**WORK TO BE COMPLETED**
Select every row below that contains the word "with", and copy each such row in full.

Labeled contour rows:
<<<<
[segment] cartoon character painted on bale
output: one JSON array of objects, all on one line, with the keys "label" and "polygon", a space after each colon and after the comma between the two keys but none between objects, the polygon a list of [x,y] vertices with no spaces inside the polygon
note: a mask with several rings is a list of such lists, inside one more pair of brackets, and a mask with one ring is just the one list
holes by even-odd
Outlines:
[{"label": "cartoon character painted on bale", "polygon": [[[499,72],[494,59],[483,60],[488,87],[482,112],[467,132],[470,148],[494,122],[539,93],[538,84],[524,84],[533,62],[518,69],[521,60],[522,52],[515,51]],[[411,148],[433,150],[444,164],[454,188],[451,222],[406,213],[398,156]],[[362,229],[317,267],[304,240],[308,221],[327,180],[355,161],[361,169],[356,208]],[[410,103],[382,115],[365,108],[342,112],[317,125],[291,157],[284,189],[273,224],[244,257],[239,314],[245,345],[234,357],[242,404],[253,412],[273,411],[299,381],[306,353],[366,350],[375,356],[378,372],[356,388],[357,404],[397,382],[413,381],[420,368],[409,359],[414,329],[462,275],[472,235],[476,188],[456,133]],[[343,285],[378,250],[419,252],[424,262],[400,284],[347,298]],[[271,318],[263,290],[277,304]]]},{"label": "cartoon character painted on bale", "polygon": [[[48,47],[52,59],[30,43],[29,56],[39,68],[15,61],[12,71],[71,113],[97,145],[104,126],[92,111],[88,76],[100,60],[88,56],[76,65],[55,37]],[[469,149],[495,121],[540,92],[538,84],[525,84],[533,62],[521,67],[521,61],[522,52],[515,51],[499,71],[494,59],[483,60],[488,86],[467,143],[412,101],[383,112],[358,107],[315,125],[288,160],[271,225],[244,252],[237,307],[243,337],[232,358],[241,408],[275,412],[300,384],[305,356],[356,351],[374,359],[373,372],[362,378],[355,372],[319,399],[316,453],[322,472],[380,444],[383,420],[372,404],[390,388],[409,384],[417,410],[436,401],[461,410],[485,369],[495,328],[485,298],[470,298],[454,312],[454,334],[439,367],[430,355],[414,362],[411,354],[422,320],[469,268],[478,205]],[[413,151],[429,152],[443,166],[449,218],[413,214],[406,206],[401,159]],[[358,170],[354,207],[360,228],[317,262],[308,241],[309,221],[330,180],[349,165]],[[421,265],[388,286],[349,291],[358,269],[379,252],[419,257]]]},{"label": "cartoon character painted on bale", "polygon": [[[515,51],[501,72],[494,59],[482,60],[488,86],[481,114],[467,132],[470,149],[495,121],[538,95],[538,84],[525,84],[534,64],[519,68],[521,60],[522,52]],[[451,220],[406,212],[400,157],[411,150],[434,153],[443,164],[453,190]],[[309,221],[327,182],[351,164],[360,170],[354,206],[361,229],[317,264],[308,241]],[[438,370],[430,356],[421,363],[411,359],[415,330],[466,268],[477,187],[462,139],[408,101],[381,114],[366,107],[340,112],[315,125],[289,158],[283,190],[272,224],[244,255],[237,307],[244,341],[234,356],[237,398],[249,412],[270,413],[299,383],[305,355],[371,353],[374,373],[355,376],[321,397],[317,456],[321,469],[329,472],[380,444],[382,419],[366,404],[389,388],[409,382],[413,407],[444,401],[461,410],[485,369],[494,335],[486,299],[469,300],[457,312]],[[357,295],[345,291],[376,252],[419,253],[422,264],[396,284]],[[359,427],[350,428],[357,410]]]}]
>>>>
**ANSWER FOR THIS EXERCISE**
output: one JSON array of objects, all on one line, with the keys "label" and "polygon", a space after each colon and after the comma between the two keys but none between objects, the polygon a list of [x,y] vertices with no spaces inside the polygon
note: a mask with several rings is a list of such lists, inside one more pair of brackets, and a mask with one ring is just the one list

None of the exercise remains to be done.